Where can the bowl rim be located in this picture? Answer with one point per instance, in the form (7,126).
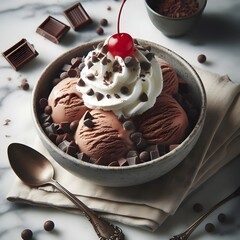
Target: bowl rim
(163,158)
(199,10)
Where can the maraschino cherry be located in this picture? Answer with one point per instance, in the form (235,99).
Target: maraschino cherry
(121,44)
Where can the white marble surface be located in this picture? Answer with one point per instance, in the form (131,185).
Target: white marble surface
(217,36)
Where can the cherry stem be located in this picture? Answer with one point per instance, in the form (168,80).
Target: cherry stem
(119,14)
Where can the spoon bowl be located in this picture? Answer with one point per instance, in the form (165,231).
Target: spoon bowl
(35,170)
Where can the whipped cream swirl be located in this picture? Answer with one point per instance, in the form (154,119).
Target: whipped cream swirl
(127,86)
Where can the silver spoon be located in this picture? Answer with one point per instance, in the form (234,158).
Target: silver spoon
(186,234)
(35,170)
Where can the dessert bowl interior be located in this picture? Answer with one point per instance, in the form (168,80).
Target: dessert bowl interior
(170,26)
(125,175)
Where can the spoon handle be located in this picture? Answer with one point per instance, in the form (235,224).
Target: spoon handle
(104,229)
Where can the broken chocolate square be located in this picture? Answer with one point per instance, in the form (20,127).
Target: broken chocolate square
(20,53)
(77,16)
(52,29)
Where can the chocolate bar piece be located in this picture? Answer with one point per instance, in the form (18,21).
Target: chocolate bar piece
(53,29)
(20,53)
(77,16)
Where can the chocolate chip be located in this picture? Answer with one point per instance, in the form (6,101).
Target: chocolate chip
(145,65)
(63,75)
(81,83)
(202,58)
(104,61)
(27,234)
(90,76)
(222,218)
(128,125)
(90,92)
(124,90)
(209,227)
(100,31)
(88,123)
(197,207)
(95,59)
(145,156)
(143,97)
(104,22)
(72,73)
(49,225)
(99,96)
(89,64)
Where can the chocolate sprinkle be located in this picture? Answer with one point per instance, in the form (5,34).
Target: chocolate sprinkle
(99,96)
(90,92)
(143,97)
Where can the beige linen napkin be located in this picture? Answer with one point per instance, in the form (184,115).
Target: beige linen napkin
(148,205)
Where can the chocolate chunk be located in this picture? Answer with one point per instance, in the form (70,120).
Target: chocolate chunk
(81,83)
(122,162)
(49,225)
(133,160)
(84,157)
(143,97)
(88,123)
(90,92)
(43,102)
(72,73)
(145,65)
(99,96)
(20,53)
(77,16)
(53,29)
(130,61)
(128,125)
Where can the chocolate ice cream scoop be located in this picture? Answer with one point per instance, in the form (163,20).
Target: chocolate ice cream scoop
(66,102)
(165,123)
(103,137)
(170,78)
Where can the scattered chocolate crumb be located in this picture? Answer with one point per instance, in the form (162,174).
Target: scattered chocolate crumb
(197,207)
(104,22)
(7,121)
(49,225)
(210,227)
(100,31)
(222,218)
(202,58)
(27,234)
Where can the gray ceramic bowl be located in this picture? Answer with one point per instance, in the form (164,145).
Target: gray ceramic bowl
(127,175)
(173,27)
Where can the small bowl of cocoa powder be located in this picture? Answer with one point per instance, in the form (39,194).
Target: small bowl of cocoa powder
(175,18)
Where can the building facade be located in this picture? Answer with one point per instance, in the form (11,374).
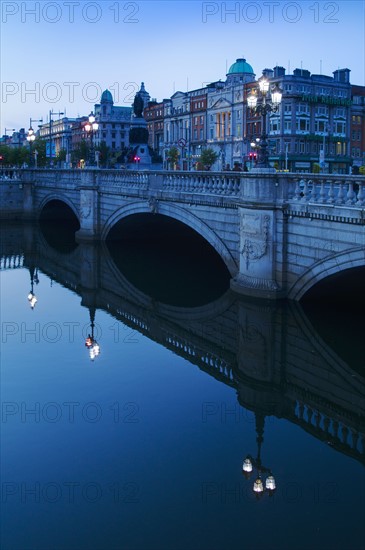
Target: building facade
(114,123)
(357,137)
(314,129)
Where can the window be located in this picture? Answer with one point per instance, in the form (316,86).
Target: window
(287,125)
(302,108)
(339,127)
(274,124)
(320,126)
(302,125)
(321,111)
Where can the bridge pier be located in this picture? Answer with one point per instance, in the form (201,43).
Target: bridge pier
(259,241)
(89,207)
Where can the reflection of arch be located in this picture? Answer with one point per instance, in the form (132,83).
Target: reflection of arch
(179,214)
(325,268)
(173,313)
(60,198)
(319,348)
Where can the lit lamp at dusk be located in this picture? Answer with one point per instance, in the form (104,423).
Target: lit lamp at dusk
(262,102)
(30,139)
(91,127)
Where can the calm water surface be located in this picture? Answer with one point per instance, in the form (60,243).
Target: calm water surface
(142,447)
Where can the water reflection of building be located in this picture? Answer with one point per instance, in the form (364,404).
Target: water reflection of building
(270,353)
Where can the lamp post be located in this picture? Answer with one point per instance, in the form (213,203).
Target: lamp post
(9,130)
(51,114)
(31,137)
(263,101)
(91,127)
(250,463)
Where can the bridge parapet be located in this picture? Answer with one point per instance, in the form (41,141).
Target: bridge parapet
(10,174)
(336,190)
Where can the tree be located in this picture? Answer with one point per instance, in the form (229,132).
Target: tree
(208,158)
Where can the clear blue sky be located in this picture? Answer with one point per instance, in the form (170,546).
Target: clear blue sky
(61,54)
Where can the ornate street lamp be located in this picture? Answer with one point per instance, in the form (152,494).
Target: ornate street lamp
(90,341)
(263,101)
(249,463)
(30,139)
(32,299)
(91,127)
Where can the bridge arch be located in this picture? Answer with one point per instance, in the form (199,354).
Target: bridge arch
(60,198)
(323,269)
(179,214)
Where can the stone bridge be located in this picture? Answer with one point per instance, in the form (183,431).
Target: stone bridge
(269,352)
(278,233)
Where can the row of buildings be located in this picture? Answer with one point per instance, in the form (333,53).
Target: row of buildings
(321,120)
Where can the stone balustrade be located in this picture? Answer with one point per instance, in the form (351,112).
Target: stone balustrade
(13,261)
(10,174)
(332,430)
(349,191)
(319,189)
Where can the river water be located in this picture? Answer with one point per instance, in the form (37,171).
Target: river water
(138,443)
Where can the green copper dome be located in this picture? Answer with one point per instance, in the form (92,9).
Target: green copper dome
(241,66)
(106,97)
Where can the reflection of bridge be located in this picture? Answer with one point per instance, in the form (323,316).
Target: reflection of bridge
(269,352)
(278,234)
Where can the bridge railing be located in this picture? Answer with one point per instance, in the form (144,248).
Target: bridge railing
(10,174)
(328,190)
(260,186)
(213,183)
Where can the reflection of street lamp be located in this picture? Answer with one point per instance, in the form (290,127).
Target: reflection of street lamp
(250,463)
(262,102)
(90,342)
(91,127)
(33,279)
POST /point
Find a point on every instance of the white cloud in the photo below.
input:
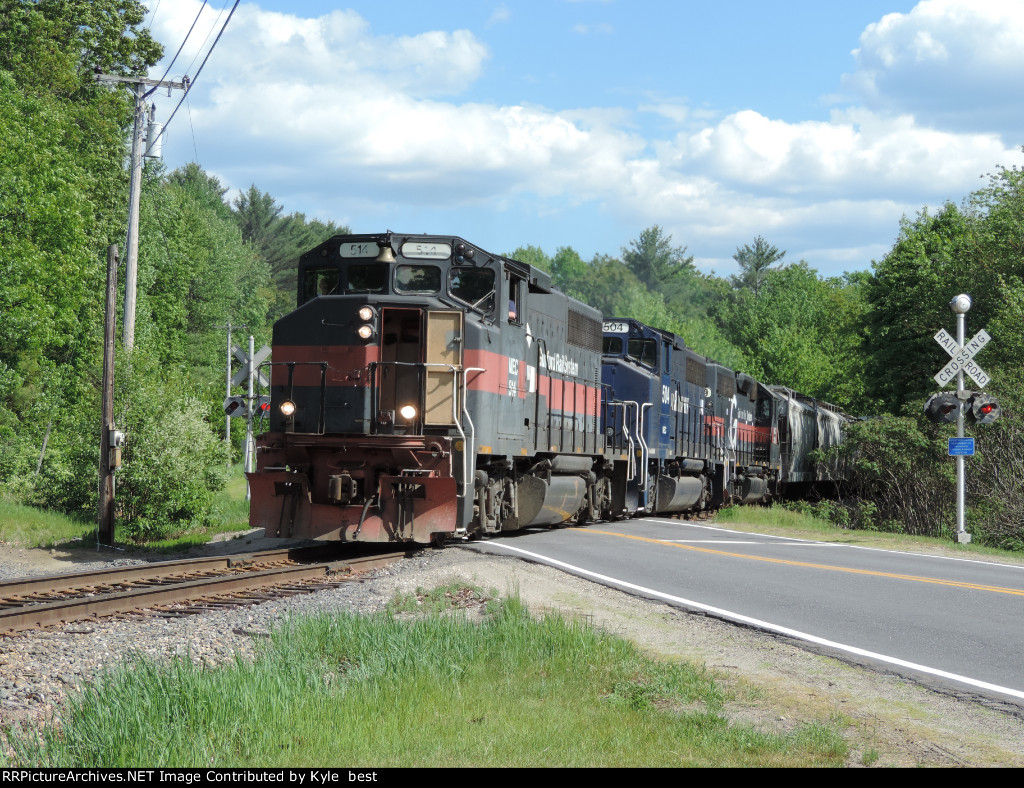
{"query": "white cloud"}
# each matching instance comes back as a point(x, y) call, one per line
point(856, 151)
point(357, 122)
point(956, 63)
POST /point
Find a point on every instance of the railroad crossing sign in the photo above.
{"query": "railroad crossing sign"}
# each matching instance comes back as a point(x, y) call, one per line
point(243, 375)
point(962, 358)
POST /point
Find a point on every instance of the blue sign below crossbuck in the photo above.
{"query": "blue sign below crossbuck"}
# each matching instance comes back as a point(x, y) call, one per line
point(962, 447)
..........
▶ **Task directions**
Show me every line of the entries above that holds "query".

▶ **Answer to this task**
{"query": "white cloud"}
{"query": "railroad crossing sign"}
{"query": "blue sign below crossbuck"}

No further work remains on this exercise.